**抜粋文:**
----

大松染工場。染工場は「せんこうじょう」と読みます。布の染加工を行う、古くからの染工場です。
大松染工場は、昭和9年(1934年)の創業で、伝統の江戸小紋染、江戸更紗染の技術を受け継ぎ、それらを使った反物の製造と着物の製作、およびその染め技術を応用したその他の様々な布製品、小物類、皮革製品を製造しています。さらに同社は、独自技術の開発により、この染めをポリエステルなどの化繊にも施すことに成功しています。
江戸小紋とは、遠目からは無地に見えても、近づくと微細な模様が全面に施されているという着物生地で、名前の通り江戸時代に生まれました。細かい模様を彫る型紙職人の高度な技と、その模様を鮮やかに染める染職人の高度な技とが一体となってつくり出される粋で美しい染物です。
一方、江戸更紗は、室町から桃山時代にインドから中国へ渡来した更紗が、日本の型紙を使った染色技法によって、渋みのある多色使いの生地に変わったものといわれています。
どちらも「捺染(なっせん)」と呼ぶ技法の製品。捺染とは、糊と染料を練り合わせたものを、型紙を使って布に刷り込み、蒸気で加熱して染料を定着させ、余分な染料や糊の除去処理と水洗いをして出来上がるという技法です。同社は、この伝統的な型紙を使った手染めによる捺染にこだわっている染工場です。

----

**抜粋資料:**
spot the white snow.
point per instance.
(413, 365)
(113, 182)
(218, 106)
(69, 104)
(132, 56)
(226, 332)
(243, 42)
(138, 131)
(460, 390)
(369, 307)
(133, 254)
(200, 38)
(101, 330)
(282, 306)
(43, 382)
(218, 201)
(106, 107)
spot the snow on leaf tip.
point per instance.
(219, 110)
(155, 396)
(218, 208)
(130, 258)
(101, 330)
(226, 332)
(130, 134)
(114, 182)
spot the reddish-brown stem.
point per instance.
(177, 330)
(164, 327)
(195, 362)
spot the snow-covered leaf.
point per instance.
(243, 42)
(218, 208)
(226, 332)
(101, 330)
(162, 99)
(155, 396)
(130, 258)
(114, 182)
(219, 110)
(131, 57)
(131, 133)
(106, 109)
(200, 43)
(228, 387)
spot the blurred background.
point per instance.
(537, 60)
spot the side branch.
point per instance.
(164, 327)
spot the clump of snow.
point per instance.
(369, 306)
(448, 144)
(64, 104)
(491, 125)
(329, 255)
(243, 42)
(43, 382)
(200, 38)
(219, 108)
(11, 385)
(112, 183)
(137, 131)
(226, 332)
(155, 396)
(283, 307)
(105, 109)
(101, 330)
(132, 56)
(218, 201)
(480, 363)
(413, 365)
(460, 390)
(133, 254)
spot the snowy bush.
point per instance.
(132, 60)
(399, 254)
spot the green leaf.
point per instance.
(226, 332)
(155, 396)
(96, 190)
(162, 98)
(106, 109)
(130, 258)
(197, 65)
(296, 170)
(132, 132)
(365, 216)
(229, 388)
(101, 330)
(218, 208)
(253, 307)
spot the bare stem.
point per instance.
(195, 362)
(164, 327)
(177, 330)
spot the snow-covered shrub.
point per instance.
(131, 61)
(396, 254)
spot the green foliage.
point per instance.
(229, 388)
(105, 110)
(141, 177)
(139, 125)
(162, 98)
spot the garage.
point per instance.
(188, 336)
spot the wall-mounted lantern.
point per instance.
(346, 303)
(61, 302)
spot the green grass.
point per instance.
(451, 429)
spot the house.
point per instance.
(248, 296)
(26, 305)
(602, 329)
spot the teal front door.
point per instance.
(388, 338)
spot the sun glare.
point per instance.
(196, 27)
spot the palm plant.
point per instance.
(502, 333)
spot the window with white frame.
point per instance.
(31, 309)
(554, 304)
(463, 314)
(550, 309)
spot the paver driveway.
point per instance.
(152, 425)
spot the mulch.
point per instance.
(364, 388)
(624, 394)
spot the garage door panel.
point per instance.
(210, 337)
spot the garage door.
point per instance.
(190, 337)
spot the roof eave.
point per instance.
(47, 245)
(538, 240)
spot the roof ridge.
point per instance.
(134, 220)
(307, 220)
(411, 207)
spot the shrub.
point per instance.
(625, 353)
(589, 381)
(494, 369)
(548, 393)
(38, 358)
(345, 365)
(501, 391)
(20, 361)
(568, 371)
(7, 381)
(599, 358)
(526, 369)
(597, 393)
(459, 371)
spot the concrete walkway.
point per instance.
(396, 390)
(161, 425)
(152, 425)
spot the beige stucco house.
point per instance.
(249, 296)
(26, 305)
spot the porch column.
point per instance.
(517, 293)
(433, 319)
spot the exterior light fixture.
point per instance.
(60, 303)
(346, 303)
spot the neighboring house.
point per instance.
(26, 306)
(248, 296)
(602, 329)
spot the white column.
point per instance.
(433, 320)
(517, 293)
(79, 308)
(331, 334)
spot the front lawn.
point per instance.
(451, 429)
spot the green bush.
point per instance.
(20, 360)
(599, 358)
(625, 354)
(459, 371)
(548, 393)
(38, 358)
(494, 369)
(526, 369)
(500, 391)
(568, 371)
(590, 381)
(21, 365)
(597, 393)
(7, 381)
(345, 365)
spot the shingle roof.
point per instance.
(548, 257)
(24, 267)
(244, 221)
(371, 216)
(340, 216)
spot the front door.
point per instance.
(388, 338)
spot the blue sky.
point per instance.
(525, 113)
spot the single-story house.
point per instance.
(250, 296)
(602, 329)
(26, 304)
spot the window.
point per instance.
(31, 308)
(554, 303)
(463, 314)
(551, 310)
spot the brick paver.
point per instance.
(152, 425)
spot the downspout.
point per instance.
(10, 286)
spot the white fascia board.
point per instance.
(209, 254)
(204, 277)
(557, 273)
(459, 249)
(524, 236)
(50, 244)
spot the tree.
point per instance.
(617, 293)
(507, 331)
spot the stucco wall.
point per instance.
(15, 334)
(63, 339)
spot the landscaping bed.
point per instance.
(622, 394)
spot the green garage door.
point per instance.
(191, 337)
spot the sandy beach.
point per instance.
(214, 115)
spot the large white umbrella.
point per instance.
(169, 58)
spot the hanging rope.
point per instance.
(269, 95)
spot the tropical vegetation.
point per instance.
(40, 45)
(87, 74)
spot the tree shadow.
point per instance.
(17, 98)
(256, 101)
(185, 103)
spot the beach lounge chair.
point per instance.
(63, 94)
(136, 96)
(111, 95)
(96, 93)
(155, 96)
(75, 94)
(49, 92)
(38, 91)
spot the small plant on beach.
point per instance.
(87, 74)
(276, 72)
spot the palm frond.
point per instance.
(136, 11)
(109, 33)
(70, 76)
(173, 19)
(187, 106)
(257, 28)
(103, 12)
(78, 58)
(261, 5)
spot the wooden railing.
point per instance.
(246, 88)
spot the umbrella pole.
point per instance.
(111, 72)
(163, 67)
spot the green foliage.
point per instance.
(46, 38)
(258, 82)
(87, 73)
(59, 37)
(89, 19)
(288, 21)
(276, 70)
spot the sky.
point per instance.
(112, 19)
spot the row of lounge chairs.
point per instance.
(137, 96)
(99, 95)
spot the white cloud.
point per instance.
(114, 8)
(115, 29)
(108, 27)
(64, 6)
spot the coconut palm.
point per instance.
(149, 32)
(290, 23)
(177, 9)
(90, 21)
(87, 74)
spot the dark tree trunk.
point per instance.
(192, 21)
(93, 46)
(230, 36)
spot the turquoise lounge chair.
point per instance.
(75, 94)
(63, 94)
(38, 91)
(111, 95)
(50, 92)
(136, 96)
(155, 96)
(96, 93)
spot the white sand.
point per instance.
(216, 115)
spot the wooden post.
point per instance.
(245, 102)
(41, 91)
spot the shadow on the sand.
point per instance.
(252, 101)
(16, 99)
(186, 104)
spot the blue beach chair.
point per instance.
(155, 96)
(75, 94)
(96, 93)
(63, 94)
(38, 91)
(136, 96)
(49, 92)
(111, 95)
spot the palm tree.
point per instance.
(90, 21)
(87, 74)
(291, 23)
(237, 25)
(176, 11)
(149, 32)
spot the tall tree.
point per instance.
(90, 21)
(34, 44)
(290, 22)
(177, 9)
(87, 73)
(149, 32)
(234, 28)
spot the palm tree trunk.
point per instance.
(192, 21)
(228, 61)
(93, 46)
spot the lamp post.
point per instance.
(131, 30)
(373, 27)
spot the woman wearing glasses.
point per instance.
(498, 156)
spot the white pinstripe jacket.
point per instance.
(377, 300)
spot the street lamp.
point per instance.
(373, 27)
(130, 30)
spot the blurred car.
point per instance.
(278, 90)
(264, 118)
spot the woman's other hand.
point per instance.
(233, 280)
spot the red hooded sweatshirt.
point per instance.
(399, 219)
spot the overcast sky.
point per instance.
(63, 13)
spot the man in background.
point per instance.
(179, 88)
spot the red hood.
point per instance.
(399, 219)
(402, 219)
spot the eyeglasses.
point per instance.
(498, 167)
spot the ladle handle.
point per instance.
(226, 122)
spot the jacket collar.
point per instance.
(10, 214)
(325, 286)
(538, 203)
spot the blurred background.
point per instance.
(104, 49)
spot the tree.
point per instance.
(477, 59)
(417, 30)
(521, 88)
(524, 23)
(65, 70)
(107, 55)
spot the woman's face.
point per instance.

----

大松染工場についての抜粋文を、一字も変えずに全文書き写すこと。 この資料は、抜粋文とは別の出典から取られている。

大松染工場。染工場は「せんこうじょう」と読みます。布の染加工を行う、古くからの染工場です。
大松染工場は、昭和9年(1934年)の創業で、伝統の江戸小紋染、江戸更紗染の技術を受け継ぎ、それらを使った反物の製造と着物の製作、およびその染め技術を応用したその他の様々な布製品、小物類、皮革製品を製造しています。さらに同社は、独自技術の開発により、この染めをポリエステルなどの化繊にも施すことに成功しています。
江戸小紋とは、遠目からは無地に見えても、近づくと微細な模様が全面に施されているという着物生地で、名前の通り江戸時代に生まれました。細かい模様を彫る型紙職人の高度な技と、その模様を鮮やかに染める染職人の高度な技とが一体となってつくり出される粋で美しい染物です。
一方、江戸更紗は、室町から桃山時代にインドから中国へ渡来した更紗が、日本の型紙を使った染色技法によって、渋みのある多色使いの生地に変わったものといわれています。
どちらも「捺染(なっせん)」と呼ぶ技法の製品。捺染とは、糊と染料を練り合わせたものを、型紙を使って布に刷り込み、蒸気で加熱して染料を定着させ、余分な染料や糊の除去処理と水洗いをして出来上がるという技法です。同社は、この伝統的な型紙を使った手染めによる捺染にこだわっている染工場です。